* [Task to complete]: Render every line of the entries below as a Markdown table with the columns Row and Line, skipping blank lines. Number the rows in order, starting from 1.

* [Entries excerpted from a collection]:

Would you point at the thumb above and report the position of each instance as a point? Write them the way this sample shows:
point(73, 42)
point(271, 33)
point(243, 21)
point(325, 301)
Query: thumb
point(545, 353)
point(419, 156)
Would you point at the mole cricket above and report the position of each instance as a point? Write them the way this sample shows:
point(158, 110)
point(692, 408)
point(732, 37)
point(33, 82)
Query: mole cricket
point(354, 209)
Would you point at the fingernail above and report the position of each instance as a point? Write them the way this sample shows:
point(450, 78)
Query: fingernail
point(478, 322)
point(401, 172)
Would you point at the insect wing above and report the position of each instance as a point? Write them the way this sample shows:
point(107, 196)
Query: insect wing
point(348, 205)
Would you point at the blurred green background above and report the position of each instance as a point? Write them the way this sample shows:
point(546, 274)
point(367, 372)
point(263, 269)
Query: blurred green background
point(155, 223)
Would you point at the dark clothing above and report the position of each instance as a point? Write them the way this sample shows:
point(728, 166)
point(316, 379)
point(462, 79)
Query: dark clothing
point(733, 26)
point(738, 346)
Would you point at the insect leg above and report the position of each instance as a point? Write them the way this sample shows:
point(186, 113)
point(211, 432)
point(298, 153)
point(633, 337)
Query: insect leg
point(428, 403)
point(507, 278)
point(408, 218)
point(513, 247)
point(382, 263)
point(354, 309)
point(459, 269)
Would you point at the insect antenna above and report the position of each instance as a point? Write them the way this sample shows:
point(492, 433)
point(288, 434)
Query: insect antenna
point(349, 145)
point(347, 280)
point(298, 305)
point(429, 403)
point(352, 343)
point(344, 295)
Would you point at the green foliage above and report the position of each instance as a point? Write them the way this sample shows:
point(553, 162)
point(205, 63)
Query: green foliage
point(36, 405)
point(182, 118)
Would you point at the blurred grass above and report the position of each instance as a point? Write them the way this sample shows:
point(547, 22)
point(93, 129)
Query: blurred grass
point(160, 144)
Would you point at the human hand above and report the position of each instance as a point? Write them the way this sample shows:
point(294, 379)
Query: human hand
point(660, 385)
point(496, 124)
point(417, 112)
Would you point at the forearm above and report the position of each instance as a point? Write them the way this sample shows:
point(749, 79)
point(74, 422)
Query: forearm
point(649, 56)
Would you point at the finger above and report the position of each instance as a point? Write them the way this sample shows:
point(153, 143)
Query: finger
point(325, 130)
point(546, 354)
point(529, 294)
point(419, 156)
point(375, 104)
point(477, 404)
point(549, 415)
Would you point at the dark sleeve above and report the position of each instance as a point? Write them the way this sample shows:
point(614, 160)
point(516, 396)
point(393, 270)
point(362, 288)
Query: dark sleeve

* [Written response]:
| Row | Line |
|---|---|
| 1 | Would you point at the thumb above and report the position of each instance as a point? Write them the way this sample shows: |
| 2 | point(73, 42) |
| 3 | point(271, 33) |
| 4 | point(243, 21) |
| 5 | point(325, 301) |
| 6 | Query: thumb |
| 7 | point(545, 353) |
| 8 | point(419, 156) |
| 9 | Would you point at the mole cricket above and report the position of each instance as a point? Write them the way this sample shows: |
| 10 | point(158, 110) |
| 11 | point(692, 408) |
| 12 | point(732, 37) |
| 13 | point(33, 82) |
| 14 | Query: mole cricket |
| 15 | point(354, 209) |
| 16 | Would you point at the fingernail above and report the position of each instance as a point? Write them the way this sample shows: |
| 17 | point(450, 78) |
| 18 | Query: fingernail |
| 19 | point(478, 322) |
| 20 | point(401, 172) |
| 21 | Would you point at the insect wing above and report the position of each instance as a point? Write them the way this sample shows: |
| 22 | point(107, 196) |
| 23 | Query: insect wing |
| 24 | point(348, 205) |
| 25 | Would you point at the blurred green background above and report the position of each instance as a point? Write them the way this sample shows: |
| 26 | point(546, 274) |
| 27 | point(367, 372) |
| 28 | point(263, 269) |
| 29 | Query: blurred green background |
| 30 | point(155, 223) |
| 31 | Would you point at the dark clothing above and report the position of each instance as a point? Write them the way this sample shows: |
| 32 | point(728, 166) |
| 33 | point(316, 379) |
| 34 | point(462, 79) |
| 35 | Query: dark clothing |
| 36 | point(733, 26) |
| 37 | point(738, 346) |
| 38 | Would you point at the insect leg above and report the position of each instance as a point? Write them the way this sample shows: |
| 39 | point(186, 113) |
| 40 | point(211, 432) |
| 41 | point(298, 153) |
| 42 | point(633, 337) |
| 43 | Query: insect leg |
| 44 | point(428, 403) |
| 45 | point(507, 278) |
| 46 | point(408, 218) |
| 47 | point(513, 247) |
| 48 | point(382, 263) |
| 49 | point(354, 309) |
| 50 | point(459, 269) |
| 51 | Would you point at the insect antenna above and report the position of each instance as a point? Write them the way this sample shows: |
| 52 | point(492, 433) |
| 53 | point(288, 434) |
| 54 | Query: insect antenna |
| 55 | point(349, 145) |
| 56 | point(347, 280) |
| 57 | point(298, 305) |
| 58 | point(429, 403) |
| 59 | point(352, 343) |
| 60 | point(344, 295) |
| 61 | Would you point at the green foliage above and report the position of each instance as a point? Write them the way this sample shows: |
| 62 | point(553, 162) |
| 63 | point(205, 63) |
| 64 | Query: green foliage |
| 65 | point(36, 405) |
| 66 | point(182, 118) |
| 67 | Would you point at the blurred grass above and report the position of each instance as a point? Write them the way this sample shows: |
| 68 | point(547, 22) |
| 69 | point(93, 129) |
| 70 | Query: blurred grass |
| 71 | point(160, 144) |
| 72 | Would you point at the human hand above and report the position of each instance as a point? Write them the way this sample shows: |
| 73 | point(294, 379) |
| 74 | Query: human hand |
| 75 | point(660, 385) |
| 76 | point(496, 124) |
| 77 | point(417, 112) |
| 78 | Would you point at the forearm above and report the position of each instance as a point? Write them the way this sample shows: |
| 79 | point(749, 79) |
| 80 | point(74, 422) |
| 81 | Query: forearm |
| 82 | point(649, 56) |
| 83 | Would you point at the finger above and report the position of each instance as a point? Write them the way this sample shows: |
| 84 | point(153, 143) |
| 85 | Query: finger |
| 86 | point(325, 130) |
| 87 | point(546, 354) |
| 88 | point(529, 294) |
| 89 | point(419, 156) |
| 90 | point(375, 104) |
| 91 | point(477, 404) |
| 92 | point(549, 415) |
| 93 | Would you point at the dark sleeve above and report the position of each instance as a point? Write them the way this sample shows: |
| 94 | point(614, 160) |
| 95 | point(516, 396) |
| 96 | point(393, 270) |
| 97 | point(362, 288) |
| 98 | Query: dark sleeve |